Exercise goal: Print the listing below again. Change nothing.

_____

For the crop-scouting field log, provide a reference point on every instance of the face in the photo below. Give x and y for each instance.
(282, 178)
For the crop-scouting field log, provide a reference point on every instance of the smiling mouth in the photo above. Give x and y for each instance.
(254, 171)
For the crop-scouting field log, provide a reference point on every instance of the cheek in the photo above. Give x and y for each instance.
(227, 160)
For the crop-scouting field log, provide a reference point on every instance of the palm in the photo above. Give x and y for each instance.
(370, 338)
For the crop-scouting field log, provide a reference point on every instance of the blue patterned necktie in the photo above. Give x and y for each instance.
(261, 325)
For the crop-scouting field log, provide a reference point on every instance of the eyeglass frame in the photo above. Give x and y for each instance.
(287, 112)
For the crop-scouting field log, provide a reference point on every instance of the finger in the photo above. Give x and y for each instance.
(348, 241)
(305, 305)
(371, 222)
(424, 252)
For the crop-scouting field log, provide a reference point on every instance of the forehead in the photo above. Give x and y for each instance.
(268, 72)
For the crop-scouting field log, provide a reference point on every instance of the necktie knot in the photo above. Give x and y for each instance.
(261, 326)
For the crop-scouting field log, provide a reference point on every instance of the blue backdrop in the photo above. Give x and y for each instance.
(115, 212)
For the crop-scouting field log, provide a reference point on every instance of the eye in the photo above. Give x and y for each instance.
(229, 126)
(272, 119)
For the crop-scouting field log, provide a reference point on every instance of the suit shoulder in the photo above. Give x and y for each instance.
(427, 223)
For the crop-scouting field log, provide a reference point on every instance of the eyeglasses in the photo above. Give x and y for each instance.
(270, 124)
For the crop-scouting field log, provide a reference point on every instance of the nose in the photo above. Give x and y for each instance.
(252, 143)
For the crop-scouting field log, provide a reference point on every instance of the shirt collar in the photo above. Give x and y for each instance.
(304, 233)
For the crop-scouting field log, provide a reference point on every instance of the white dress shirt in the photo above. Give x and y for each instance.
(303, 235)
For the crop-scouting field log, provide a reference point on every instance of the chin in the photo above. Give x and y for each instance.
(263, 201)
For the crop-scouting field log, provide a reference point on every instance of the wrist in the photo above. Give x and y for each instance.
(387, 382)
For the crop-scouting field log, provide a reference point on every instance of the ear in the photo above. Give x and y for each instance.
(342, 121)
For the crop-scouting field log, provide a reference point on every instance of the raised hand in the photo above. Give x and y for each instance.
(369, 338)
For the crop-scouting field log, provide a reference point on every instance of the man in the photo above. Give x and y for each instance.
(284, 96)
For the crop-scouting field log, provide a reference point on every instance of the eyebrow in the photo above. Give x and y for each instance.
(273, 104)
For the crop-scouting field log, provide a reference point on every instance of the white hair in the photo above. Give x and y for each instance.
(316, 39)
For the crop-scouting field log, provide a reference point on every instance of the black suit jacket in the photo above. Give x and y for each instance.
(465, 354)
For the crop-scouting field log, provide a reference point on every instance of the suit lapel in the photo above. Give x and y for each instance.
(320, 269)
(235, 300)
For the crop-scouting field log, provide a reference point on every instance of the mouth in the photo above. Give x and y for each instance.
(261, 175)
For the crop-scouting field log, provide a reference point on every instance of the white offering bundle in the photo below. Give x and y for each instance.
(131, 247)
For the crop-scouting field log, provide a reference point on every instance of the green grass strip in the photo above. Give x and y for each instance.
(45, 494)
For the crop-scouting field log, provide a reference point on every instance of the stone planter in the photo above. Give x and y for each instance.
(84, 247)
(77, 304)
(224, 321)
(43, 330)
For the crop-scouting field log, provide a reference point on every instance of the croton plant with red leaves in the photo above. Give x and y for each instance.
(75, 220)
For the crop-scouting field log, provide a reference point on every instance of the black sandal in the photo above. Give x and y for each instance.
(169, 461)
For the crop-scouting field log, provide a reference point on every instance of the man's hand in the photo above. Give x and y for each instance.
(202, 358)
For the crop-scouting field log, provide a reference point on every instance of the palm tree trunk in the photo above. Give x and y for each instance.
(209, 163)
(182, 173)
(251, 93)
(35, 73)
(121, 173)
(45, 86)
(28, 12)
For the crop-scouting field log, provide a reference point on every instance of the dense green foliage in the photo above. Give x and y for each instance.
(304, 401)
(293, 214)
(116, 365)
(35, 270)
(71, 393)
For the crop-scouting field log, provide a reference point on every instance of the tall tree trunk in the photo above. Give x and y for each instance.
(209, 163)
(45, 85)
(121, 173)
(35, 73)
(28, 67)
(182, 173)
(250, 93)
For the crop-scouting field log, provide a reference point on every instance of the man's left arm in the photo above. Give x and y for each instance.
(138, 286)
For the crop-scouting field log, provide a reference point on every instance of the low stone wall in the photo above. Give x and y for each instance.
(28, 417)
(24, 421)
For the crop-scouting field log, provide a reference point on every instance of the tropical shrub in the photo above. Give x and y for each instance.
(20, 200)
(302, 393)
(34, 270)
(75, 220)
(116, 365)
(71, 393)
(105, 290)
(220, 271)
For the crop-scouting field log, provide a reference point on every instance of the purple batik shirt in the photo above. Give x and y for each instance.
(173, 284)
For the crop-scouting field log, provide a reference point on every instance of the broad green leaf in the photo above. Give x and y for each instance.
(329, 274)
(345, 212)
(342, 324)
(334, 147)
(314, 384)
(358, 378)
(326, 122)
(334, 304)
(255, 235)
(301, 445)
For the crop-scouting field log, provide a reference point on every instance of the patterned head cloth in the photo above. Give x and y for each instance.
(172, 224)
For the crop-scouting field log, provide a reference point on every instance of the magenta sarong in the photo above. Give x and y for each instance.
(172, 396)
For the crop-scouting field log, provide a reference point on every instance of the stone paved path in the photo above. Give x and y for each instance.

_____

Task response:
For the crop-scouting field log, provide a reference point on every instance of the face in the photo below. Give x and y for each instance.
(282, 178)
For the crop-scouting field log, provide a reference point on every instance of the smiling mouth in the photo above. Give x and y for each instance.
(254, 171)
For the crop-scouting field log, provide a reference point on every instance of the cheek in the photo above. Give x and y for each instance.
(227, 160)
For the crop-scouting field log, provide a reference point on every instance of the palm in the photo above. Give x and y for each instance.
(370, 338)
For the crop-scouting field log, provide a reference point on every instance of the blue patterned necktie in the photo above. Give x and y for each instance.
(261, 325)
For the crop-scouting field log, provide a reference point on every instance of the eyeglass frame in the photo above. Give x and y for each instance.
(287, 112)
For the crop-scouting field log, provide a reference point on every instance of the finger in the photo above. Give x and y for each instance.
(348, 241)
(305, 305)
(371, 222)
(424, 252)
For the crop-scouting field log, provide a reference point on every instance of the forehead in the photo above. Give x and y for each instance.
(268, 72)
For the crop-scouting field log, provide a reference point on every instance of the necktie knot in the photo above. Give x and y for each instance.
(261, 326)
For the crop-scouting field log, provide a reference point on every instance of the blue backdrop in the photo above. Give x and y for each instance.
(115, 212)
For the crop-scouting field log, provide a reference point on every instance of the eye in the photo above. Give x and y for each instance.
(229, 126)
(272, 119)
For the crop-scouting field log, provide a reference point on every instance of the suit shoulder in the photo above. Give x and y for each instance.
(427, 223)
For the crop-scouting field log, provide a reference point on every instance of the eyeglasses in the photo above. Give x and y for each instance.
(270, 124)
For the crop-scouting field log, provide a reference point on every instance of the nose in the photo above. Give x and y for each instance.
(252, 143)
For the crop-scouting field log, provide a reference point on every instance of the shirt collar in the photo above. Give x and y for each instance.
(304, 233)
For the crop-scouting field log, provide a reference point on every instance of the white dress shirt in the photo above. Give x and y for each instance.
(303, 235)
For the crop-scouting field log, provide a reference point on every instance of the chin in the photo above. Give x and y for each instance.
(263, 201)
For the crop-scouting field log, provide a reference point on every instance of the wrist in the photo above. Give x and y for each instance.
(387, 382)
For the crop-scouting field log, provide a reference point on every instance of the ear in the photo above. Give x and y for each instance.
(342, 121)
For the crop-scouting field log, provide a reference point on every instance of the raised hand in the photo above. Give x and y for each instance.
(369, 338)
For the crop-scouting field log, provide a reference point on every instance of the man in the photo above. Give x and y for each instance.
(284, 96)
For the crop-scouting field log, provide a reference point on every instance of the eyebrow in the photo above. Give x and y for each instance.
(273, 104)
For the crop-scouting field log, provide a reference point on every instance of the white hair in the photo above. Give x and y for each instance.
(316, 39)
For the crop-scouting field log, provide a reference point on every instance of the black suit jacket in the photo above. Give x and y for each instance.
(465, 354)
For the crop-scouting field log, provide a reference point on every instance of the suit lapel in the photo above. Give x and y for each instance.
(320, 269)
(235, 300)
For the crop-scouting field log, provide a reference point on every instance of the mouth in the photo above. Give x and y for each instance.
(261, 175)
For the crop-scouting field log, provide a reference point on every instance of the white offering bundle in the photo below. Give x and y for each instance.
(131, 247)
For the crop-scouting field log, provide a reference point on every instance of the green grass strip in the photo above. Give x and y for each instance.
(45, 494)
For the crop-scouting field log, provide a reference point on every instance of the stone planter in the photo above. Give x and y for each instance.
(84, 247)
(77, 304)
(224, 321)
(43, 330)
For the crop-scouting field log, provide a reference point on every instance of the croton plant with red leaves in the photo above. Give x and y for each instance.
(75, 220)
For the crop-scouting field log, provide a reference point on every instance of the black sandal in the photo above. Give x and y for each instance.
(169, 461)
For the crop-scouting field log, provide a reference point on every instance of the man's hand in the photo above. Give x and y for each instance.
(202, 358)
For the crop-scouting field log, provide a reference point on every instance of the palm tree trunk in the photo above. Give x and y for each instance.
(209, 163)
(182, 173)
(251, 93)
(35, 73)
(121, 173)
(45, 86)
(28, 12)
For the crop-scouting field log, provide a reference point on every instance of the dense green foliage in the photo above. Give x and y for each instance.
(304, 401)
(293, 214)
(116, 365)
(35, 270)
(71, 393)
For the crop-scouting field log, provide a reference point on every instance of the tall tree trunk in the photo above. Give x and y for each instance.
(209, 163)
(45, 85)
(121, 173)
(35, 73)
(28, 67)
(182, 173)
(250, 93)
For the crop-scouting field log, provide a reference point on every instance of the man's left arm in the photo above. Give x and y for each instance.
(138, 286)
For the crop-scouting field log, provide a reference point on every instance of the low stone wall in the photo above. Give x and y for each instance.
(28, 417)
(24, 421)
For the crop-scouting field log, provide a reference point on every instance of the tropical shrub in the photo above. Give x and y for each instance.
(20, 200)
(302, 393)
(34, 270)
(75, 220)
(116, 365)
(71, 393)
(105, 290)
(220, 271)
For the crop-scouting field log, provide a reference point on every instance of the purple batik shirt in the photo above. Give x and y for each instance.
(173, 284)
For the crop-scouting field log, provide a reference point on every instance of the broad green leaf in the photo above. Give x and y for each instance.
(329, 274)
(345, 212)
(342, 324)
(334, 147)
(314, 384)
(358, 378)
(326, 122)
(334, 304)
(255, 235)
(301, 445)
For the crop-scouting field log, provide a reference point on every instance of the patterned head cloth in the photo above. Give x and y for each instance.
(172, 224)
For the crop-scouting field log, provide a reference point on every instance of the magenta sarong in the photo above. Give x and y for each instance.
(172, 396)
For the crop-scouting field log, provide a reference point on every instance of the stone paved path in the photo above. Give x and y for each instance.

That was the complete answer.